Exercise materials:

** BEGIN **

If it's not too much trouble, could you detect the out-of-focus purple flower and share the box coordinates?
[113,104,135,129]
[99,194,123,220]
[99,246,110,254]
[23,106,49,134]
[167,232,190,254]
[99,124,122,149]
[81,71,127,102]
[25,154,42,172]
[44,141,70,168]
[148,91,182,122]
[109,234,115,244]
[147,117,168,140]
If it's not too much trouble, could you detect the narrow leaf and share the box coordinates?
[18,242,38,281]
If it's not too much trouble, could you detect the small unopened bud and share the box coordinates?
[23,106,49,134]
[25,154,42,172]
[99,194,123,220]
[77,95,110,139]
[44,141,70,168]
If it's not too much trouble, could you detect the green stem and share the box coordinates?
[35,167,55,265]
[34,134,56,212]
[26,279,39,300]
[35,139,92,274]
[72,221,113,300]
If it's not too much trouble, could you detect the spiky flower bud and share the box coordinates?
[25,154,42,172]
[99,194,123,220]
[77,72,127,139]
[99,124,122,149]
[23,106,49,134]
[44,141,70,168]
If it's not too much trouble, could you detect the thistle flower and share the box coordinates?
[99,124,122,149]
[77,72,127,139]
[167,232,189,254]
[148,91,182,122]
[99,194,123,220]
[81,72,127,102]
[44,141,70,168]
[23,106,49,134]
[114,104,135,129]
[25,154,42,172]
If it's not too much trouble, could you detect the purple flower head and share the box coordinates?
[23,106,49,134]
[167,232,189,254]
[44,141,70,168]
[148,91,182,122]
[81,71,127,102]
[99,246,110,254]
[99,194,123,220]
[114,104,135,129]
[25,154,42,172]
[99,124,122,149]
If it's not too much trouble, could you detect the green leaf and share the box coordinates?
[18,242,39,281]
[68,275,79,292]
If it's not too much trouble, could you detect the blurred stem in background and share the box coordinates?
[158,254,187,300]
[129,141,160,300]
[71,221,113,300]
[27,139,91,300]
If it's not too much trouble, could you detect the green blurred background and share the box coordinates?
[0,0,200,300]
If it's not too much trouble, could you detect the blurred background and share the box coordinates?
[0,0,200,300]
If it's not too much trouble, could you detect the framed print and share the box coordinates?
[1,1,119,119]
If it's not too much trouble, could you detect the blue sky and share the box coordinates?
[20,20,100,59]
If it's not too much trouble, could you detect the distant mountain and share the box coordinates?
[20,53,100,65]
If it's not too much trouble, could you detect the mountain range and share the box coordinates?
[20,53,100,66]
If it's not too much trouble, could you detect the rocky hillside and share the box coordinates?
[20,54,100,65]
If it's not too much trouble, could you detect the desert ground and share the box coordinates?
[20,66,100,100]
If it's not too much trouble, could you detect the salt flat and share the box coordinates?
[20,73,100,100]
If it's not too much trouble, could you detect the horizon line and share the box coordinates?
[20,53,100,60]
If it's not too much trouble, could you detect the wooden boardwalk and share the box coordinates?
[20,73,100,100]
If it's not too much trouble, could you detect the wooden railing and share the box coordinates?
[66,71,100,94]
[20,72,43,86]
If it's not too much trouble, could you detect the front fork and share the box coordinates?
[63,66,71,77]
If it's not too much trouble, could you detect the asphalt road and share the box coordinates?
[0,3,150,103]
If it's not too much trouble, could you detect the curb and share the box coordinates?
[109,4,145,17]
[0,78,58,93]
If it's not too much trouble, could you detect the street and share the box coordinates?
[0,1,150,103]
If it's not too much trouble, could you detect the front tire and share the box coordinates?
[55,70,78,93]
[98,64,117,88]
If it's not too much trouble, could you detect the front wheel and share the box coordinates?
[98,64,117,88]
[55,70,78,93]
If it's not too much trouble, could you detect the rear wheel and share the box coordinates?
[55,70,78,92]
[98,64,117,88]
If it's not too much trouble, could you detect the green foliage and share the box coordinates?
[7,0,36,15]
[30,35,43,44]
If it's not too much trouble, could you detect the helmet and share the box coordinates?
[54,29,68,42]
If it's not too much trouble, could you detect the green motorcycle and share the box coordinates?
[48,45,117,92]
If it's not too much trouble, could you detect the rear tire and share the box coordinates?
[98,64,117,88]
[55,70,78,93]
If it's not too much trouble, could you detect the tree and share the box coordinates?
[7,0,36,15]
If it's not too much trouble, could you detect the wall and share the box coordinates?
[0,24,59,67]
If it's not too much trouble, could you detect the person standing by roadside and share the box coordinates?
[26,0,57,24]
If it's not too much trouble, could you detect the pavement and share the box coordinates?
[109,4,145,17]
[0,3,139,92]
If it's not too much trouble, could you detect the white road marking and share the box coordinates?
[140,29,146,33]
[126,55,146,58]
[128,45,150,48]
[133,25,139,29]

** END **

Present every line of the items above as a Markdown table with two columns, No. and Line. Number the rows in order and omit blank lines.

| No. | Line |
|---|---|
| 1 | If it's not too much trouble, could you detect the out-of-focus purple flower and share the box coordinates? |
| 2 | [113,104,135,129] |
| 3 | [99,194,123,220] |
| 4 | [99,246,110,254] |
| 5 | [23,106,49,134] |
| 6 | [167,232,190,254] |
| 7 | [99,124,122,149] |
| 8 | [81,71,127,102] |
| 9 | [25,154,42,172] |
| 10 | [44,141,70,168] |
| 11 | [148,91,182,122] |
| 12 | [109,234,115,244] |
| 13 | [147,117,168,140] |
| 14 | If it's not too much trouble, could you detect the narrow leaf and share the box coordinates? |
| 15 | [18,242,38,281] |
| 16 | If it's not too much trouble, could you detect the small unopened bud and share the box coordinates? |
| 17 | [23,106,49,134] |
| 18 | [25,154,42,172] |
| 19 | [99,194,123,220] |
| 20 | [77,95,110,139] |
| 21 | [44,141,70,168] |
| 22 | If it's not too much trouble, could you detect the green stem and share the box coordinates? |
| 23 | [35,167,55,265] |
| 24 | [34,134,56,212] |
| 25 | [26,279,39,300] |
| 26 | [35,139,92,274] |
| 27 | [72,221,113,300] |
| 28 | If it's not too much trouble, could you detect the spiky flower bud and share the box coordinates? |
| 29 | [25,154,42,172] |
| 30 | [99,194,123,220] |
| 31 | [77,72,127,139] |
| 32 | [99,124,122,149] |
| 33 | [23,106,49,134] |
| 34 | [44,141,70,168] |
| 35 | If it's not too much trouble, could you detect the thistle flower and share the box coordinates? |
| 36 | [99,124,122,149] |
| 37 | [77,72,127,139] |
| 38 | [167,232,189,254] |
| 39 | [148,91,182,122] |
| 40 | [99,194,123,220] |
| 41 | [81,72,127,102] |
| 42 | [44,141,70,168] |
| 43 | [23,106,49,134] |
| 44 | [114,104,135,129] |
| 45 | [25,154,42,172] |
| 46 | If it's not too much trouble, could you detect the purple flower head and share the box coordinates? |
| 47 | [23,106,49,134] |
| 48 | [167,232,189,254] |
| 49 | [44,141,70,168] |
| 50 | [148,91,182,122] |
| 51 | [81,71,127,102] |
| 52 | [99,246,110,254] |
| 53 | [99,194,123,220] |
| 54 | [114,104,135,129] |
| 55 | [25,154,42,172] |
| 56 | [99,124,122,149] |
| 57 | If it's not too much trouble, could you detect the green leaf and share the box coordinates? |
| 58 | [18,242,39,281] |
| 59 | [68,275,79,292] |
| 60 | If it's not too much trouble, could you detect the blurred stem in background and share the box coordinates? |
| 61 | [158,254,187,300] |
| 62 | [129,141,160,300] |
| 63 | [71,221,113,300] |
| 64 | [27,139,91,300] |
| 65 | If it's not too much trouble, could you detect the green blurred background and share the box coordinates? |
| 66 | [0,0,200,300] |
| 67 | If it's not too much trouble, could you detect the blurred background and share the box coordinates? |
| 68 | [0,0,200,300] |
| 69 | If it's not too much trouble, could you detect the framed print and share the box coordinates? |
| 70 | [1,1,119,119] |
| 71 | If it's not too much trouble, could you detect the blue sky and share the box coordinates? |
| 72 | [20,20,100,59] |
| 73 | If it's not too much trouble, could you detect the distant mountain and share the box coordinates? |
| 74 | [20,53,100,65] |
| 75 | If it's not too much trouble, could you detect the mountain range and share the box coordinates? |
| 76 | [20,53,100,66] |
| 77 | If it's not too much trouble, could you detect the rocky hillside and share the box coordinates? |
| 78 | [20,54,100,65] |
| 79 | If it's not too much trouble, could you detect the desert ground and share the box coordinates? |
| 80 | [20,66,100,100] |
| 81 | If it's not too much trouble, could you detect the salt flat and share the box coordinates? |
| 82 | [20,73,100,100] |
| 83 | If it's not too much trouble, could you detect the horizon line and share the box coordinates? |
| 84 | [20,53,100,60] |
| 85 | If it's not too much trouble, could you detect the wooden boardwalk and share the box coordinates? |
| 86 | [20,73,100,100] |
| 87 | If it's not too much trouble, could you detect the wooden railing and share the box coordinates? |
| 88 | [66,71,100,94] |
| 89 | [20,72,43,86] |
| 90 | If it's not too much trouble, could you detect the front fork and share the box coordinates? |
| 91 | [63,66,71,77] |
| 92 | If it's not too much trouble, could you detect the asphalt road and share the box coordinates? |
| 93 | [0,3,150,103] |
| 94 | If it's not too much trouble, could you detect the curb and share the box coordinates? |
| 95 | [109,4,145,17] |
| 96 | [0,78,58,93] |
| 97 | If it's not too much trouble, could you detect the street and share the box coordinates? |
| 98 | [0,1,150,103] |
| 99 | If it's not too much trouble, could you detect the front tire and share the box coordinates? |
| 100 | [55,70,78,93] |
| 101 | [98,64,117,88] |
| 102 | If it's not too much trouble, could you detect the front wheel and share the box coordinates? |
| 103 | [98,64,117,88] |
| 104 | [55,70,78,93] |
| 105 | If it's not too much trouble, could you detect the rear wheel and share the box coordinates? |
| 106 | [55,70,78,92] |
| 107 | [98,64,117,88] |
| 108 | If it's not too much trouble, could you detect the green foliage and share the box coordinates? |
| 109 | [7,0,36,15] |
| 110 | [30,35,43,44] |
| 111 | If it's not too much trouble, could you detect the helmet and share the box coordinates? |
| 112 | [54,29,68,42] |
| 113 | If it's not too much trouble, could you detect the green motorcycle and share the box coordinates? |
| 114 | [48,45,117,92] |
| 115 | If it's not too much trouble, could you detect the rear tire and share the box coordinates? |
| 116 | [98,64,117,88] |
| 117 | [55,70,78,93] |
| 118 | If it's not too much trouble, could you detect the tree and share the box coordinates? |
| 119 | [7,0,36,15] |
| 120 | If it's not too much trouble, could you detect the wall and share the box coordinates? |
| 121 | [0,24,59,67] |
| 122 | If it's not too much trouble, could you detect the person standing by roadside and share the box coordinates? |
| 123 | [26,0,57,24] |
| 124 | If it's not too much trouble, could you detect the pavement and share the box coordinates? |
| 125 | [109,4,145,17] |
| 126 | [0,3,139,92] |
| 127 | If it's not too much trouble, could you detect the white road marking and share the box coordinates? |
| 128 | [140,29,146,33] |
| 129 | [126,55,146,58] |
| 130 | [128,45,150,48] |
| 131 | [133,25,139,29] |